## Start Dataset excerpts

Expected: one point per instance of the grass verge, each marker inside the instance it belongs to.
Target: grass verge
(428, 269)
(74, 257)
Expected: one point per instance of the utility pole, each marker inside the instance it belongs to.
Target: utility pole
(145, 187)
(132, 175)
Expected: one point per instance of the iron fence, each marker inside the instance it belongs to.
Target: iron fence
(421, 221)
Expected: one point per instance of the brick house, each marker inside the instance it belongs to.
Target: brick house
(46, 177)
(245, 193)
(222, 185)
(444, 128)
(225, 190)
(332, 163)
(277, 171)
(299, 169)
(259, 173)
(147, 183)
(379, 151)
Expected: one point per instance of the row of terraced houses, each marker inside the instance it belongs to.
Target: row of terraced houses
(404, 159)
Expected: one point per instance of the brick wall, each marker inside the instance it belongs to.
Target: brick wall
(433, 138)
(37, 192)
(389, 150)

## End Dataset excerpts

[Given task]
Can you write out every line of the records again, starting at the line that contains "Expected: one point per instance of the iron" and ending at the last line of the records, with 116 added to each coordinate in the answers and everything else left unchanged?

[Exercise output]
Expected: one point per instance of the iron fence, each marker inside the instance it belongs to.
Target: iron fence
(537, 337)
Expected: one point per instance of the brick house, each marker inside the instance it belongs to.
Target: brick house
(162, 293)
(361, 309)
(338, 301)
(560, 244)
(341, 306)
(448, 279)
(393, 287)
(415, 285)
(375, 289)
(263, 299)
(495, 267)
Expected: one point per instance of the row of terraced houses, each marker inside the instance it belongs to.
Target: row of terraced houses
(520, 275)
Expected: one point per instance of the brick wall, each marker inside the instance it belongs to.
Target: brick wall
(549, 254)
(153, 308)
(505, 266)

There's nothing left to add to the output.